## Required work
Your task is to copy every line of this material exactly.

## Provided records

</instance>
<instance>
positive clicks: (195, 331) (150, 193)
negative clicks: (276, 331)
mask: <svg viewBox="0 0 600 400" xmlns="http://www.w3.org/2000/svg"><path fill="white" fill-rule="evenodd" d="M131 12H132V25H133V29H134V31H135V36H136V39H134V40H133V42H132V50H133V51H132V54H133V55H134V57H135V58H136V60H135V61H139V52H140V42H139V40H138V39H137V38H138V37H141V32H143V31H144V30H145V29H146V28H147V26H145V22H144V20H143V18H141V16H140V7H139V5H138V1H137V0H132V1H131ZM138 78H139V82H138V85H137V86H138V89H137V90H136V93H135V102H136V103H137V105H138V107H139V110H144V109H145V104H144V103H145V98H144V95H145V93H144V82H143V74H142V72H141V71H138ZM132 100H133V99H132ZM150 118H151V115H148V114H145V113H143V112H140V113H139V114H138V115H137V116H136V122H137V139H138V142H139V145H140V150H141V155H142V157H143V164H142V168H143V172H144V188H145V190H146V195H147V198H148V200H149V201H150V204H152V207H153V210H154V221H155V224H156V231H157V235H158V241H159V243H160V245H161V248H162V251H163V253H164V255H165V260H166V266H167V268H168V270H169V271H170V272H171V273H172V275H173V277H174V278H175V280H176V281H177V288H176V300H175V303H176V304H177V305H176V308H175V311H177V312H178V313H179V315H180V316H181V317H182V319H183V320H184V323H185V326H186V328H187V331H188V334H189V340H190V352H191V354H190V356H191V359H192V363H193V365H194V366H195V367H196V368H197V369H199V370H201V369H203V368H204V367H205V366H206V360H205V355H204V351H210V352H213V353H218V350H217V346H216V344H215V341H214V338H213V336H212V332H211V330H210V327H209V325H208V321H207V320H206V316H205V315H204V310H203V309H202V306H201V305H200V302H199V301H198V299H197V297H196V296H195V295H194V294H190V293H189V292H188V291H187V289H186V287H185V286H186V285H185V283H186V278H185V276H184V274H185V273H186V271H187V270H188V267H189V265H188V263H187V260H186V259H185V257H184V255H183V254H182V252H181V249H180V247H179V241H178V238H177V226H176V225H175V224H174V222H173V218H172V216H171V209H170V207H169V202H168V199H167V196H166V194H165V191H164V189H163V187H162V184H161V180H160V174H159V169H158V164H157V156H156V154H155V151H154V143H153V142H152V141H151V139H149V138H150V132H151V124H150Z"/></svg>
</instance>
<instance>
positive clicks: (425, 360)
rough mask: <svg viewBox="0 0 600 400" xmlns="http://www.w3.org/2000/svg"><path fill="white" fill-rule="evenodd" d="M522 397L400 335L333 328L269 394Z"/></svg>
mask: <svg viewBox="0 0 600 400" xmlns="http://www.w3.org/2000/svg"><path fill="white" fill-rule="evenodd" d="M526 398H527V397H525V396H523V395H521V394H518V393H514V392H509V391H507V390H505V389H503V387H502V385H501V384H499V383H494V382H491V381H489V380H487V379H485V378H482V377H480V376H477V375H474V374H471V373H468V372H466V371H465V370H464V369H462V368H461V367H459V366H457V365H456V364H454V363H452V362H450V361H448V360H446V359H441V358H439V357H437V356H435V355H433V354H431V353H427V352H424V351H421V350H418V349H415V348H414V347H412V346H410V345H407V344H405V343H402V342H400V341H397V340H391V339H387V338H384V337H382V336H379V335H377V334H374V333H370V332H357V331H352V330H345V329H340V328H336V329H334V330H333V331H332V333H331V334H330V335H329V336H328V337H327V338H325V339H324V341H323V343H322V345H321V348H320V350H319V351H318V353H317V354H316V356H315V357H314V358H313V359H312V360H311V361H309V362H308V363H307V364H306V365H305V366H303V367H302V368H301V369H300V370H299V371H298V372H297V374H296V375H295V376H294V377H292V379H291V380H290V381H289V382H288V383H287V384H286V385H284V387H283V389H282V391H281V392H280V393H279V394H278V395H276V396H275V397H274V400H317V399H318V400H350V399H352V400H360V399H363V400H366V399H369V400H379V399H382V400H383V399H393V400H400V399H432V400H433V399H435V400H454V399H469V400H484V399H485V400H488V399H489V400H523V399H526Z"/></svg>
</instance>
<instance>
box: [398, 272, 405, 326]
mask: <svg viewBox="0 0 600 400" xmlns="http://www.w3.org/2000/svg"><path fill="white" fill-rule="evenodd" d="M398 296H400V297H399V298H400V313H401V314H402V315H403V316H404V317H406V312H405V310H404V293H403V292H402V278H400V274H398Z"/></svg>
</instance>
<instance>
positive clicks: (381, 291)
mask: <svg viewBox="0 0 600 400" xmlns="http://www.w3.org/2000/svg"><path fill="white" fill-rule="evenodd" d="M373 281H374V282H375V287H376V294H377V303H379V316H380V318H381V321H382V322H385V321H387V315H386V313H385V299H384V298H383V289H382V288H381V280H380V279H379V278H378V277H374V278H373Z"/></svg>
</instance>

## The completed task
</instance>
<instance>
positive clicks: (195, 331) (150, 193)
negative clicks: (276, 331)
mask: <svg viewBox="0 0 600 400" xmlns="http://www.w3.org/2000/svg"><path fill="white" fill-rule="evenodd" d="M131 12H132V25H133V29H134V31H135V36H136V39H134V40H133V42H132V50H133V51H132V54H133V55H134V57H135V58H136V60H135V61H139V52H140V42H139V40H138V39H137V38H138V37H141V32H143V31H144V30H145V29H146V28H147V26H145V22H144V20H143V18H141V16H140V7H139V5H138V1H137V0H132V1H131ZM138 78H139V82H138V85H137V86H138V89H137V90H136V93H135V102H136V103H137V105H138V107H139V110H144V109H145V104H144V103H145V98H144V95H145V93H144V82H143V74H142V72H141V71H138ZM132 100H133V99H132ZM150 118H151V115H148V114H145V113H143V112H140V113H139V114H138V115H137V116H136V122H137V139H138V142H139V145H140V150H141V155H142V157H143V164H142V168H143V172H144V188H145V190H146V195H147V198H148V200H149V201H150V204H152V207H153V210H154V221H155V224H156V231H157V235H158V241H159V243H160V245H161V248H162V251H163V253H164V255H165V260H166V266H167V268H168V270H169V271H170V272H171V273H172V275H173V277H174V278H175V280H176V281H177V288H176V300H175V303H176V304H177V305H176V308H175V311H177V312H178V313H179V315H180V316H181V317H182V319H183V320H184V323H185V326H186V328H187V331H188V334H189V340H190V352H191V354H190V356H191V359H192V363H193V365H194V366H195V367H196V368H197V369H199V370H201V369H203V368H204V367H205V366H206V360H205V355H204V351H210V352H213V353H218V350H217V346H216V344H215V341H214V338H213V336H212V332H211V330H210V327H209V325H208V321H207V320H206V316H205V315H204V310H203V309H202V306H201V305H200V302H199V301H198V299H197V297H196V296H195V295H194V294H190V293H189V292H188V291H187V289H186V287H185V286H186V285H185V283H186V278H185V276H184V274H185V273H186V271H187V270H188V267H189V265H188V263H187V260H186V259H185V257H184V255H183V254H182V252H181V249H180V247H179V241H178V238H177V226H176V225H175V224H174V222H173V218H172V216H171V209H170V207H169V202H168V199H167V196H166V194H165V191H164V189H163V187H162V184H161V180H160V174H159V169H158V164H157V156H156V154H155V151H154V143H153V142H152V141H151V139H149V138H150V132H151V124H150Z"/></svg>
</instance>
<instance>
positive clicks: (425, 360)
rough mask: <svg viewBox="0 0 600 400" xmlns="http://www.w3.org/2000/svg"><path fill="white" fill-rule="evenodd" d="M522 397L400 335L333 328L269 394Z"/></svg>
mask: <svg viewBox="0 0 600 400" xmlns="http://www.w3.org/2000/svg"><path fill="white" fill-rule="evenodd" d="M526 398H527V397H525V396H523V395H521V394H518V393H514V392H509V391H507V390H505V389H503V387H502V385H501V384H499V383H494V382H491V381H489V380H487V379H485V378H482V377H480V376H477V375H474V374H471V373H468V372H466V371H465V370H464V369H462V368H461V367H459V366H457V365H456V364H454V363H452V362H450V361H448V360H446V359H441V358H439V357H437V356H435V355H433V354H431V353H427V352H424V351H421V350H418V349H415V348H414V347H412V346H410V345H407V344H405V343H402V342H400V341H397V340H391V339H387V338H384V337H382V336H379V335H377V334H374V333H370V332H357V331H352V330H345V329H340V328H336V329H334V330H333V331H332V333H331V334H330V335H329V336H328V337H327V338H325V339H324V341H323V343H322V345H321V348H320V350H319V351H318V353H317V354H316V356H315V357H314V358H313V359H312V360H311V361H309V362H308V363H307V364H306V365H305V366H303V367H302V368H301V369H300V370H299V371H298V372H297V374H296V375H295V376H294V377H292V379H291V380H290V381H289V382H288V383H287V384H286V385H284V387H283V389H282V391H281V392H280V393H279V394H278V395H276V396H275V397H274V400H317V399H318V400H350V399H352V400H360V399H363V400H366V399H369V400H379V399H382V400H383V399H393V400H400V399H432V400H433V399H435V400H454V399H469V400H484V399H485V400H488V399H489V400H523V399H526Z"/></svg>
</instance>
<instance>
box: [398, 272, 405, 326]
mask: <svg viewBox="0 0 600 400" xmlns="http://www.w3.org/2000/svg"><path fill="white" fill-rule="evenodd" d="M398 296H400V297H399V298H400V313H401V314H402V315H403V316H404V317H406V312H405V310H404V293H403V292H402V278H400V274H398Z"/></svg>
</instance>
<instance>
positive clicks: (381, 291)
mask: <svg viewBox="0 0 600 400" xmlns="http://www.w3.org/2000/svg"><path fill="white" fill-rule="evenodd" d="M373 281H374V282H375V287H376V294H377V303H379V316H380V318H381V321H382V322H385V321H387V315H386V313H385V299H384V298H383V289H382V288H381V280H380V279H379V278H378V277H374V278H373Z"/></svg>
</instance>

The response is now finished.